As I mentioned in my Smoked Bacon, Courgette, Mushroom, Chive and Mozzarella Quiche post, this year I was lucky enough to win a bursary from the East Dulwich WI to attend a course at Denman College near Didcot in Oxfordshire. Luckily for both of us, my friend and former president of EDWI; Kirsten won the second bursary. Whilst our bursaries were sufficient to cover us financially to attend a day course, it seemed churlish not to chip in the bit extra to go for a full weekend (£330 with course ingredients included) – the college provides accommodation and food as part of the package. Our bursaries handily also covered our travel costs (£27.50 return train from Paddington)
After much perusing of the college brochure (it was a given we’d head to the cookery school rather than for a craft or ancillary course), and swearing at the website when the vast majority were fully booked or not available until late next year, we ended up booked on the “Pastry Weekender” course described as:
“If you are a fan of the Great British Bake Off or have always found pastry challenging, why not join our masterclass and take your skills to a new level by learning how to avoid crumbly pastry, soggy bottoms and shrinking sides? You will perfect pate sucree, shortcrust, choux, puff and hot water pastry, which you will turn into an array of delicious goodies to take home”

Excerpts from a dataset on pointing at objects
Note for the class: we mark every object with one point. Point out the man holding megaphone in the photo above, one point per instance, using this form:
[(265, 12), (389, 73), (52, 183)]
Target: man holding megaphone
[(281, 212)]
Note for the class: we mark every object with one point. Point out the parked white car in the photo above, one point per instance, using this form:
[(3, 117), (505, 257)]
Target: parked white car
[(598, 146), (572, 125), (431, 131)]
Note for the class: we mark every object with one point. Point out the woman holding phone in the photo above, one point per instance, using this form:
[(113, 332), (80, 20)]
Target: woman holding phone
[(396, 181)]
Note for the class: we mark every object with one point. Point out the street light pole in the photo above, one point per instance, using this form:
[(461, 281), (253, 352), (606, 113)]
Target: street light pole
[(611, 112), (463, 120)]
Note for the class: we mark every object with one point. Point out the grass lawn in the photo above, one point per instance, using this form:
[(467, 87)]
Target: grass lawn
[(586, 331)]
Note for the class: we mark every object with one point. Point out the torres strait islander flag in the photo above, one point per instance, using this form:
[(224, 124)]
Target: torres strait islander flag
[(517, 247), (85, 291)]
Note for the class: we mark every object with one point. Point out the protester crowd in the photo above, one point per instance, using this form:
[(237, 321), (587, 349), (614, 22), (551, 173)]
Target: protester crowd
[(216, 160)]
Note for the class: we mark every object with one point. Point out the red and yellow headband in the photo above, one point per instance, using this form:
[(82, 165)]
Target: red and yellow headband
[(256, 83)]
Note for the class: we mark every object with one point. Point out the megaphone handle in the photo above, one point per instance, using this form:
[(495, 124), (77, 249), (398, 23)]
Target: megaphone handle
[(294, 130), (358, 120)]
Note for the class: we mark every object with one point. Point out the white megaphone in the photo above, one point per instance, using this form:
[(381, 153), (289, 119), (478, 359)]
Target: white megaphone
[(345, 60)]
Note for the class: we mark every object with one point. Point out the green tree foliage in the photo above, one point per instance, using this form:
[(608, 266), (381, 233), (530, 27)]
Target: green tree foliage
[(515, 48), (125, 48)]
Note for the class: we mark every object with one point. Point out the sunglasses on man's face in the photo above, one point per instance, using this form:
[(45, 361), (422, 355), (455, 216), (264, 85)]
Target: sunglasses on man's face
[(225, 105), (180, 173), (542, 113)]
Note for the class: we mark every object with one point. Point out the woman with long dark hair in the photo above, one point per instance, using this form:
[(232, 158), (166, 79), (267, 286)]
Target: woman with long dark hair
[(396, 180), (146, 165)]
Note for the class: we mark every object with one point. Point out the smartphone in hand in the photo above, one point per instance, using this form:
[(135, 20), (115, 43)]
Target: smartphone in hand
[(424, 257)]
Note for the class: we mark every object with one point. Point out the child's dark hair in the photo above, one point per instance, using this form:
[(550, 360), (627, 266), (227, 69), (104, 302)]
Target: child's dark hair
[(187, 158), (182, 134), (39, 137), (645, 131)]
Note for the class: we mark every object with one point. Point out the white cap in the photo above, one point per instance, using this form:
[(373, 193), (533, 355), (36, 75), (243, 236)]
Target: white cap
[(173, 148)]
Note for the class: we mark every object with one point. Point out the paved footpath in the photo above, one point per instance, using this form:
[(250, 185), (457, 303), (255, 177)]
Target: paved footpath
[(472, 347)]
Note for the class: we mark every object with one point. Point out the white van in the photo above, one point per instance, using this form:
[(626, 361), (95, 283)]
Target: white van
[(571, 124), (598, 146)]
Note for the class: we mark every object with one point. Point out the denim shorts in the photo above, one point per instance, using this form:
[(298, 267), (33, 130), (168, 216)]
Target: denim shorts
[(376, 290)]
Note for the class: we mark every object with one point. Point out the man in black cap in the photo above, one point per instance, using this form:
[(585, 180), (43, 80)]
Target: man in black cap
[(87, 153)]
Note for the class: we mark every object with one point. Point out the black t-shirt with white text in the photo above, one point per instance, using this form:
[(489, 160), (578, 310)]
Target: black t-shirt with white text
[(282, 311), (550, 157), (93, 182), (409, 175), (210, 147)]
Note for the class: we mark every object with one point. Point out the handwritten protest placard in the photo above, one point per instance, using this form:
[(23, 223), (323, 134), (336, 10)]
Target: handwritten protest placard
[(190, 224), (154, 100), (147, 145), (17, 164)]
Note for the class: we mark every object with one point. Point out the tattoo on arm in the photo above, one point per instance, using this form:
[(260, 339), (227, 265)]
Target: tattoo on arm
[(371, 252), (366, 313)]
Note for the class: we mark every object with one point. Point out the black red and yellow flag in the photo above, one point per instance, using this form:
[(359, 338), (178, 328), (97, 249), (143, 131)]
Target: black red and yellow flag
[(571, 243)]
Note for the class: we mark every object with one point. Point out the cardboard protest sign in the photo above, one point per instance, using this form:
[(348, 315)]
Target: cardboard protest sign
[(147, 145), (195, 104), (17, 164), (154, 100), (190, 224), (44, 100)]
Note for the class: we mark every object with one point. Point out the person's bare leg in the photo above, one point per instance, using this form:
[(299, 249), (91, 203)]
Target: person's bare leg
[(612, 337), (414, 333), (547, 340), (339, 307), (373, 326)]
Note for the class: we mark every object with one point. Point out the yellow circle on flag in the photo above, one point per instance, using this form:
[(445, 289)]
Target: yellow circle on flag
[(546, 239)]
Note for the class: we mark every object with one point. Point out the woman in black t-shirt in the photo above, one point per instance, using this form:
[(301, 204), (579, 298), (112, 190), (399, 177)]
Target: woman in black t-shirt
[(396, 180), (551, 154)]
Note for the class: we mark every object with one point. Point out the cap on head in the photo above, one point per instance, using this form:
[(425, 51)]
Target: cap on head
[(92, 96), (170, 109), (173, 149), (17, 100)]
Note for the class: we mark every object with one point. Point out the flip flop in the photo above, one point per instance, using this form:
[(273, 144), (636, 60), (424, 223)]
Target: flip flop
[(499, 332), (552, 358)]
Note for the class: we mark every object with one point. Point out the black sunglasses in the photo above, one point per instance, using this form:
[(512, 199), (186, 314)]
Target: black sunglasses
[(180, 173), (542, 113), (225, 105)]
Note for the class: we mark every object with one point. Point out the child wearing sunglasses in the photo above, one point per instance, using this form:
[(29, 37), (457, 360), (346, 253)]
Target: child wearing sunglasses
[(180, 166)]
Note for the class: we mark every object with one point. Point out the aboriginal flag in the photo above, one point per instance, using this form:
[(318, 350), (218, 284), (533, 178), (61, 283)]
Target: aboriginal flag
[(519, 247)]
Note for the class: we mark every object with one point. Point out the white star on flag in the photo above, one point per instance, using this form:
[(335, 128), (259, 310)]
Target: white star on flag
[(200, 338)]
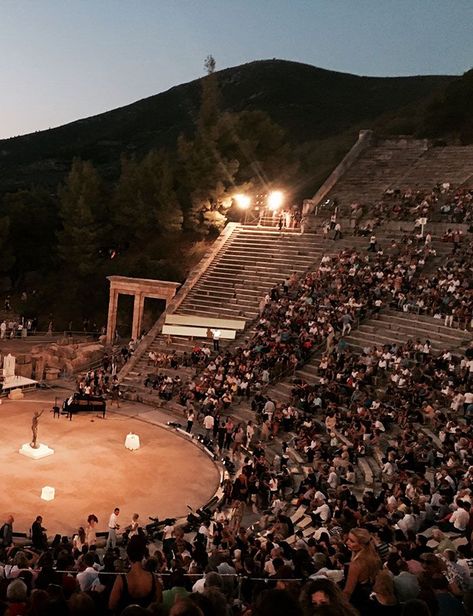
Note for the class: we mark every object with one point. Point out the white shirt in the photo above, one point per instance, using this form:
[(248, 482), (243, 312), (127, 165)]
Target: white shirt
[(208, 422), (460, 519), (113, 521), (87, 578)]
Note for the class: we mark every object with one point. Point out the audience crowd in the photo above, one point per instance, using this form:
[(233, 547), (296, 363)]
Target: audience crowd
[(351, 497)]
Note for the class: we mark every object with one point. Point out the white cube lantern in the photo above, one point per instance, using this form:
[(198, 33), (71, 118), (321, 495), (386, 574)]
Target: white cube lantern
[(132, 441), (47, 493)]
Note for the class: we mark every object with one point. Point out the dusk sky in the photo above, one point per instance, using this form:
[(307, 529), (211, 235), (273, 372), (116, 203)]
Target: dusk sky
[(61, 60)]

Task objective -> Copy out the post above about the Denman College pastry weekend word for word, from its first sentence through its last.

Expected answer ->
As I mentioned in my Smoked Bacon, Courgette, Mushroom, Chive and Mozzarella Quiche post, this year I was lucky enough to win a bursary from the East Dulwich WI to attend a course at Denman College near Didcot in Oxfordshire. Luckily for both of us, my friend and former president of EDWI; Kirsten won the second bursary. Whilst our bursaries were sufficient to cover us financially to attend a day course, it seemed churlish not to chip in the bit extra to go for a full weekend (£330 with course ingredients included) – the college provides accommodation and food as part of the package. Our bursaries handily also covered our travel costs (£27.50 return train from Paddington)
After much perusing of the college brochure (it was a given we’d head to the cookery school rather than for a craft or ancillary course), and swearing at the website when the vast majority were fully booked or not available until late next year, we ended up booked on the “Pastry Weekender” course described as:
“If you are a fan of the Great British Bake Off or have always found pastry challenging, why not join our masterclass and take your skills to a new level by learning how to avoid crumbly pastry, soggy bottoms and shrinking sides? You will perfect pate sucree, shortcrust, choux, puff and hot water pastry, which you will turn into an array of delicious goodies to take home”